▶ Task
Gather every line in the entries below that contains the string "pixels". The match is case-sensitive.

▶ Records supplied
★ ★ ★

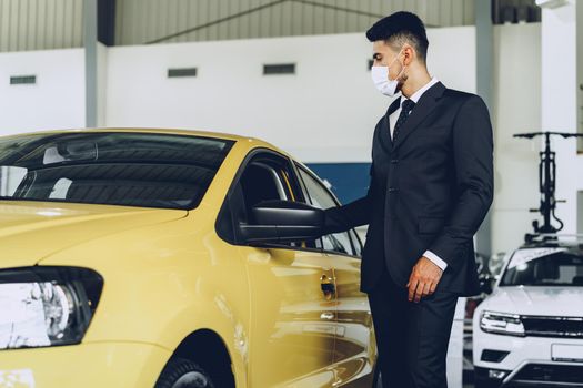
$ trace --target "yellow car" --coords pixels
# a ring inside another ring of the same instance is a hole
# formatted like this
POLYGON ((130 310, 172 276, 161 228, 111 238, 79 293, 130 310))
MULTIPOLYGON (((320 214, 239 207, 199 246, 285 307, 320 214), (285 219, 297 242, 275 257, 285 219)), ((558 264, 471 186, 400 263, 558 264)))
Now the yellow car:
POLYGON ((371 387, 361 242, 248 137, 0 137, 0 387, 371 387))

★ ★ ★

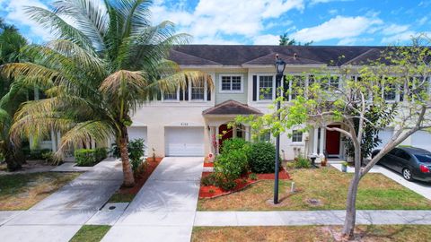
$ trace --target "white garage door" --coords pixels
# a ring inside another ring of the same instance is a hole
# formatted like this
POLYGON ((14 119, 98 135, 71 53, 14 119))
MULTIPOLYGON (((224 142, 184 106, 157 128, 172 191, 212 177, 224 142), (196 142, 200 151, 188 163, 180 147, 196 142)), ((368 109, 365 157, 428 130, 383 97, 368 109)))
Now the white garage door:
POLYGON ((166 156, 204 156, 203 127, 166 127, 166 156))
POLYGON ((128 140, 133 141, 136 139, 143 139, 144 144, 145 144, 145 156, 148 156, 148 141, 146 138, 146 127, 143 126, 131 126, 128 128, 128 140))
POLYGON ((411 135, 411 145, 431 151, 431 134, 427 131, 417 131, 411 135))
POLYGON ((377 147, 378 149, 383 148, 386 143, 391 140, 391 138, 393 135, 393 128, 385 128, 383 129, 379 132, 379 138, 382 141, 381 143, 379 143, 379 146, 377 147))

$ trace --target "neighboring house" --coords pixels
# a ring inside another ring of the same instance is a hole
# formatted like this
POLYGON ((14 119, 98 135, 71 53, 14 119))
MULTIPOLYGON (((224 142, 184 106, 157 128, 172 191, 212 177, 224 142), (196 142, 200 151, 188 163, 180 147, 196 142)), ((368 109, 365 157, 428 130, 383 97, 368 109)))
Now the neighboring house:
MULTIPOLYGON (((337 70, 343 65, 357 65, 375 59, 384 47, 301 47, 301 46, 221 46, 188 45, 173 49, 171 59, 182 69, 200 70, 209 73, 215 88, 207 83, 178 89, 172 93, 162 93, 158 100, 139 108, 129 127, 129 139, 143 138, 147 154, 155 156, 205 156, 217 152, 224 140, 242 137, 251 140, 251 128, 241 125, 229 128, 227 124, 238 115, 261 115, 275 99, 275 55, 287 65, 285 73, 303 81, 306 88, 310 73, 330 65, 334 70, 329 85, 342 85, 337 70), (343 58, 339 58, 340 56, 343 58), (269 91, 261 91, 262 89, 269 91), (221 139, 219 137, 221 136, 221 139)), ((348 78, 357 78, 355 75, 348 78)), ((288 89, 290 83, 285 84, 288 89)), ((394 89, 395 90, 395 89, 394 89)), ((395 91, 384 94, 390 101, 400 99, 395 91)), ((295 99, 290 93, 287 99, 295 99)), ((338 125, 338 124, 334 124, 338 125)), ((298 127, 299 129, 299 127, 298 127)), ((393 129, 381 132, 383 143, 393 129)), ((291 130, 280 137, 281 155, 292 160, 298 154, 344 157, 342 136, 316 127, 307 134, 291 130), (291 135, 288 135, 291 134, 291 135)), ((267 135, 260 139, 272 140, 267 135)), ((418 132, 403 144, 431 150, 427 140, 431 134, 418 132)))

★ ★ ★

▶ Exercise response
$ trace --target "yellow car" --coords pixels
$ trace --target "white garage door" --coords pixels
$ trace --target "neighboring house" --coords pixels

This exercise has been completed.